- [TASK DETAILS]: Write out every line of the material below word for word, leaving out the pictures.

- [DATA IN THIS EXERCISE]:

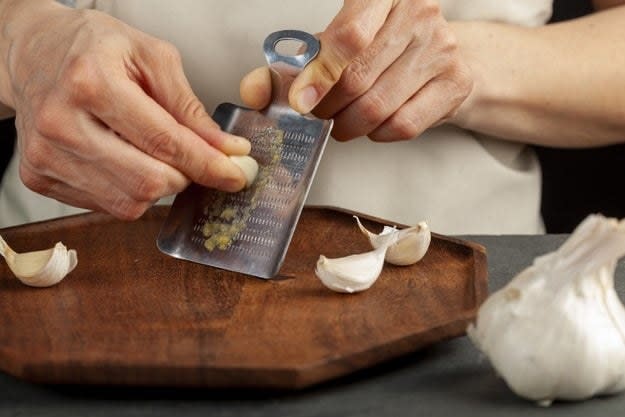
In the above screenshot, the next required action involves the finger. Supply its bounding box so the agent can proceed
[289,0,393,113]
[332,43,444,140]
[239,67,271,110]
[133,40,251,155]
[314,9,414,119]
[90,81,246,192]
[369,78,464,142]
[20,137,168,220]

- [ANSWER TO THE PROBLEM]:
In the above screenshot, the next required action involves the finger. Supply its bounding box so the agent can proceed
[289,0,393,113]
[332,43,444,140]
[239,67,271,110]
[133,40,251,155]
[314,9,414,119]
[90,81,246,192]
[369,78,464,142]
[20,137,168,220]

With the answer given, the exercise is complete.